### [WHAT YOU ARE ASKED TO DO]
Take the line containing "point per instance: arched" and all lines after it to the end of the records, and output them exactly.

* * *

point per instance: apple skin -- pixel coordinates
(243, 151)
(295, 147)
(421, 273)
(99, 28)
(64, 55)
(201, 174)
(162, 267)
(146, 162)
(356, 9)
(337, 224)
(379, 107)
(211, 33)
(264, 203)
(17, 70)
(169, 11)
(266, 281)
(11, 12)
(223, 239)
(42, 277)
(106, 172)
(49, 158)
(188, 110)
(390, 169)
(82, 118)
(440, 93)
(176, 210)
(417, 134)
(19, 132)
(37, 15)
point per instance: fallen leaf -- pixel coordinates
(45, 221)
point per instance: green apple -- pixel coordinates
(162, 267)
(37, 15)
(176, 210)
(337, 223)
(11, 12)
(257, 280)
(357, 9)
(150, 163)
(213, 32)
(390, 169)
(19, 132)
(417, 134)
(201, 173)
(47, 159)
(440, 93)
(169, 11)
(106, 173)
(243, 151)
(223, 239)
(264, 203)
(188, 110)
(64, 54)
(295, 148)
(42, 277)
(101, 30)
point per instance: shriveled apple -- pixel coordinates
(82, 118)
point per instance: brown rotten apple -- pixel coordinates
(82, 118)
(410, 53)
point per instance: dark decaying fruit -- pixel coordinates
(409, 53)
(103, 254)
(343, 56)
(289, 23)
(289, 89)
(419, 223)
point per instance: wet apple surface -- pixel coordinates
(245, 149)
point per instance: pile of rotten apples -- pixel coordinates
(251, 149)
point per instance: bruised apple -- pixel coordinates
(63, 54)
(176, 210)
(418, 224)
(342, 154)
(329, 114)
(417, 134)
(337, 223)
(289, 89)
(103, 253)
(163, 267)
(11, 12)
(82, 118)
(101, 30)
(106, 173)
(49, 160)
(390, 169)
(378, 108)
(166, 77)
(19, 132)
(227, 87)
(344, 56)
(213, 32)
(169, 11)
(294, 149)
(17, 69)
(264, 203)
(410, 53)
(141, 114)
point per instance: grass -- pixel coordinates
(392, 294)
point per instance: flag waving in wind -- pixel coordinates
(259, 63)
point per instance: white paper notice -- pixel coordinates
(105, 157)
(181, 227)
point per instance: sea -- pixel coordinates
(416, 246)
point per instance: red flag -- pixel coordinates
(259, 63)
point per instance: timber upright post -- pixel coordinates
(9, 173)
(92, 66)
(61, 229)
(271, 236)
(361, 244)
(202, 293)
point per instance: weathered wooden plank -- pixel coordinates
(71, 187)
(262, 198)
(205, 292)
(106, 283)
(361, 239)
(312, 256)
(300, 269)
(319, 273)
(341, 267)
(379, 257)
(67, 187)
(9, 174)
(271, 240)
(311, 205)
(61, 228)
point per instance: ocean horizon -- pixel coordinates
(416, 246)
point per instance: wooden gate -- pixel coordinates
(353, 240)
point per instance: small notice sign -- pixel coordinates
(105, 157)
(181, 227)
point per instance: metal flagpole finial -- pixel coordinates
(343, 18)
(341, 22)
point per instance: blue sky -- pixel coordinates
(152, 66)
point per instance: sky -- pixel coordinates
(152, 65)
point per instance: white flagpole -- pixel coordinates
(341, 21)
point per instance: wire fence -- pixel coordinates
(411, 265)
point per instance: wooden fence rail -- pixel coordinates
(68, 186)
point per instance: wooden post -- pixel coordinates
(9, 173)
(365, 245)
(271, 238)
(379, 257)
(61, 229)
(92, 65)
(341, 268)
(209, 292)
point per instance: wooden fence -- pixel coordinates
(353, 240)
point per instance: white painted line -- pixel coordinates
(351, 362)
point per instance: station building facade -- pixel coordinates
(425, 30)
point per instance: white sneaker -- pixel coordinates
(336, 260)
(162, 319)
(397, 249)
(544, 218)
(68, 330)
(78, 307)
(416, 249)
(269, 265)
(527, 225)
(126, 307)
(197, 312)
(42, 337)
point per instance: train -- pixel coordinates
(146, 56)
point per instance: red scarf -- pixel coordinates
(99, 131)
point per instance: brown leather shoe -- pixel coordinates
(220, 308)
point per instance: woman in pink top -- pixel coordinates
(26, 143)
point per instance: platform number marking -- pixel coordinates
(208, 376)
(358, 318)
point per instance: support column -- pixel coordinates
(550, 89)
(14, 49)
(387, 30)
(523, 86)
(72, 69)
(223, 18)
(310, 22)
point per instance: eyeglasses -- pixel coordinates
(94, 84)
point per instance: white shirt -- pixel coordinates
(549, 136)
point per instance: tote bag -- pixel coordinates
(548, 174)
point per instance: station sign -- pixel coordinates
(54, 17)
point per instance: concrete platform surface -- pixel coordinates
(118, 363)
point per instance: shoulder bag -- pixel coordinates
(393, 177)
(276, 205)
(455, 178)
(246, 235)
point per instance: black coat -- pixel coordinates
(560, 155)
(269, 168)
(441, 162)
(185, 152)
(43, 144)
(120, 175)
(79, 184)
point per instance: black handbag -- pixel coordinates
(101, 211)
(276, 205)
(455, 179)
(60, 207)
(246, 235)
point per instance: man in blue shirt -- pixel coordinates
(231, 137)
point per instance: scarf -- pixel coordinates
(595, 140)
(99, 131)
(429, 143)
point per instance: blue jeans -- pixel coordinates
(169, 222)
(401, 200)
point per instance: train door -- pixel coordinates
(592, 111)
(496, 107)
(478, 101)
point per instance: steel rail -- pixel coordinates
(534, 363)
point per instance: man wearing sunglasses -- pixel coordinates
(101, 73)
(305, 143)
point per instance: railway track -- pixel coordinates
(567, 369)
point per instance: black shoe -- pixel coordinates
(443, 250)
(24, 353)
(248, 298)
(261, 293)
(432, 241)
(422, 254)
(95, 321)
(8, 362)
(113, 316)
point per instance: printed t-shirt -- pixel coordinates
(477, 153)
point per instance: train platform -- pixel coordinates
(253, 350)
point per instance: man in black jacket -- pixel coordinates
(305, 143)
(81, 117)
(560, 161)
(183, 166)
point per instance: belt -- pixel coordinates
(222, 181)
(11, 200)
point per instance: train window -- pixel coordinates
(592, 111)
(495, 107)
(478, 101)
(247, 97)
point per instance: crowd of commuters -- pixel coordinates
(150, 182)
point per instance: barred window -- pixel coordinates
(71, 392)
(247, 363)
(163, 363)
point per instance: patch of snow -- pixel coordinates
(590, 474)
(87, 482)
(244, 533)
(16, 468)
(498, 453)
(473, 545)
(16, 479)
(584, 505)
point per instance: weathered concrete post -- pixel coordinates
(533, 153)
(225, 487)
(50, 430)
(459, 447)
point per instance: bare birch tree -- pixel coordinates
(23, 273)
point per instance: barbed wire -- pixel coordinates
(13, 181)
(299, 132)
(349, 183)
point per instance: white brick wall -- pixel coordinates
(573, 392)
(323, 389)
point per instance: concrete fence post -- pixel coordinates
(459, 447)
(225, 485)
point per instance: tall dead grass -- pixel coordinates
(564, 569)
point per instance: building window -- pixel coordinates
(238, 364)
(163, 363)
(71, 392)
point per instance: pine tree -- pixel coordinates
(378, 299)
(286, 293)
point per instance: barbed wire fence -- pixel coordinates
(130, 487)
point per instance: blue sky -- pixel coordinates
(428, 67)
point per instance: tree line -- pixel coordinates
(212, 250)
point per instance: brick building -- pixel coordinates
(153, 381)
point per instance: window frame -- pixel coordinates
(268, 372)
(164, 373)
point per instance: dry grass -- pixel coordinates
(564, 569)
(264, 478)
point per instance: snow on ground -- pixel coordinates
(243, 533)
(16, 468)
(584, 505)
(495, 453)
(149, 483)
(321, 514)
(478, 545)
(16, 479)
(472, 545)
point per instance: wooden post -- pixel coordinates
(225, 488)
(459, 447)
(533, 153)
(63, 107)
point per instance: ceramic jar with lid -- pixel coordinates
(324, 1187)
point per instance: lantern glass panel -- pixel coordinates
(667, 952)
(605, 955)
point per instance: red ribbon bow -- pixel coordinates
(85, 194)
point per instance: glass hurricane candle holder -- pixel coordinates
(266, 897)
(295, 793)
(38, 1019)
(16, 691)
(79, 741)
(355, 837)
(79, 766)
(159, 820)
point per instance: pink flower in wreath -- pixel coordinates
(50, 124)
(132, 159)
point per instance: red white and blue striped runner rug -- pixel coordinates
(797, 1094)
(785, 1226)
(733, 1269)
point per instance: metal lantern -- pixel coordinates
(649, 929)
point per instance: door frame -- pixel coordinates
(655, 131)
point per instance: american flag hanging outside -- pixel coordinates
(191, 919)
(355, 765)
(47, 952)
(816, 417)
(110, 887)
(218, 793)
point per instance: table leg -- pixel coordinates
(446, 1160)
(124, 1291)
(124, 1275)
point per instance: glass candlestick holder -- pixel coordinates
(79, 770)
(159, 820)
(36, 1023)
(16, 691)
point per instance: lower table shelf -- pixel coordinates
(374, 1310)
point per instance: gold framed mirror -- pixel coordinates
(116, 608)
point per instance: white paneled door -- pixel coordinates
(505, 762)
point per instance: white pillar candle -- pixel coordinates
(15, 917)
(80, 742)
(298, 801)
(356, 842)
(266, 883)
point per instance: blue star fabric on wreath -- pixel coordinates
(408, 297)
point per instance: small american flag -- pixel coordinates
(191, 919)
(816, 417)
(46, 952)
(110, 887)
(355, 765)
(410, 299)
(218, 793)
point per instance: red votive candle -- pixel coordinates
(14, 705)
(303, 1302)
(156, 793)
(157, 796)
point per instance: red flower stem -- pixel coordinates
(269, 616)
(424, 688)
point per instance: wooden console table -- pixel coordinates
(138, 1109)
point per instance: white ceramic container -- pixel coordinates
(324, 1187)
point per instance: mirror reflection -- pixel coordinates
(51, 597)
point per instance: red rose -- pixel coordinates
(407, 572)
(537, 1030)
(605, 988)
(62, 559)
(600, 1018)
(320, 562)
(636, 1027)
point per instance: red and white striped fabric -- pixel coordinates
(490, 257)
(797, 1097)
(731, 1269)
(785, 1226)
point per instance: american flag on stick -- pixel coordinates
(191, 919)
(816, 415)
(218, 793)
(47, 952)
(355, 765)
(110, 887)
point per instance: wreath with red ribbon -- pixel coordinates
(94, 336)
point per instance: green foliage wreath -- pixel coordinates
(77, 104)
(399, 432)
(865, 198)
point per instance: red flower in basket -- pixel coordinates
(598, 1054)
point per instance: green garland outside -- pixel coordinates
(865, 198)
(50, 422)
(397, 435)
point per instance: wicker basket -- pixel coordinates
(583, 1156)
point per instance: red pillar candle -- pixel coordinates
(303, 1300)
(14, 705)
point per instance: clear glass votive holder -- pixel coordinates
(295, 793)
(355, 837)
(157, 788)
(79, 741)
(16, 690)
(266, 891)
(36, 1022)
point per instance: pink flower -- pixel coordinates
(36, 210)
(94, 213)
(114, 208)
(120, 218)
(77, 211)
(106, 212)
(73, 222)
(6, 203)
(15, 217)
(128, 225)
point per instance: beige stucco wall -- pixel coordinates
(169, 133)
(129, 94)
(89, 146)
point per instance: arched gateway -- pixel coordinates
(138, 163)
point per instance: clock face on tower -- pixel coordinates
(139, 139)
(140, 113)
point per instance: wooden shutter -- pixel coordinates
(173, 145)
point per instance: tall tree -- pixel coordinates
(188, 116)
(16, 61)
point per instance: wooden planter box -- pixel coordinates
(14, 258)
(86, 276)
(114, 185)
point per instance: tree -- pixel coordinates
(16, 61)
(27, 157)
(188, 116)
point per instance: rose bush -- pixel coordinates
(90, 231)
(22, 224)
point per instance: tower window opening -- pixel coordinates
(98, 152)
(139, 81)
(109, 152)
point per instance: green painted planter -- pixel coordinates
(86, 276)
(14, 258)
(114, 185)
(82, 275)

* * *

### [EXERCISE OUTPUT]
point per instance: arched gateway -- pixel coordinates
(138, 163)
point per instance: clock face on tower -- pixel coordinates
(139, 139)
(140, 113)
point per instance: wooden shutter -- pixel coordinates
(173, 145)
point per instance: tall tree -- pixel coordinates
(188, 116)
(16, 61)
point per instance: wooden planter box -- pixel coordinates
(14, 258)
(86, 276)
(114, 185)
point per instance: tree -- pixel coordinates
(16, 61)
(27, 157)
(188, 116)
point per instance: rose bush -- pixel coordinates
(90, 231)
(22, 224)
point per instance: tower window opening -- pixel coordinates
(98, 152)
(139, 81)
(109, 152)
point per instance: green painted planter -- pixel coordinates
(86, 276)
(14, 258)
(114, 185)
(82, 275)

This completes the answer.